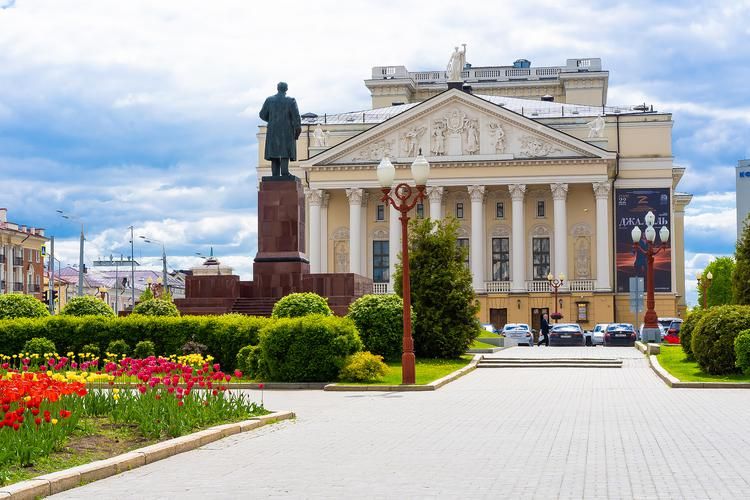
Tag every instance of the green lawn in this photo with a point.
(674, 360)
(428, 370)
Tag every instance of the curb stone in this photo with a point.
(63, 480)
(437, 384)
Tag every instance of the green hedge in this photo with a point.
(224, 335)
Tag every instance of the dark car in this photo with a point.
(566, 334)
(620, 334)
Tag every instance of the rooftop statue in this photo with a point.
(284, 128)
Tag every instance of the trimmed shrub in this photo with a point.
(16, 305)
(380, 322)
(296, 305)
(308, 349)
(86, 306)
(156, 307)
(686, 330)
(144, 349)
(742, 350)
(40, 346)
(363, 367)
(713, 338)
(118, 348)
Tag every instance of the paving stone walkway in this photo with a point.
(511, 433)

* * *

PROBLEM TO SOLVE: Copy out the lines of the items above, starting with the line containing "Tag every instance of the rooftop" and continuing through the final line of the items, both ends included.

SOLUTION:
Tag every instance of the rooftop statue in this photo with a point.
(284, 128)
Tag every instance of the trimmed shrub in this photo with a point.
(16, 305)
(380, 322)
(296, 305)
(308, 349)
(86, 306)
(156, 307)
(686, 330)
(144, 349)
(742, 350)
(40, 346)
(363, 367)
(713, 338)
(118, 348)
Tag every instance of the paving stone walkway in this photo with a point.
(511, 433)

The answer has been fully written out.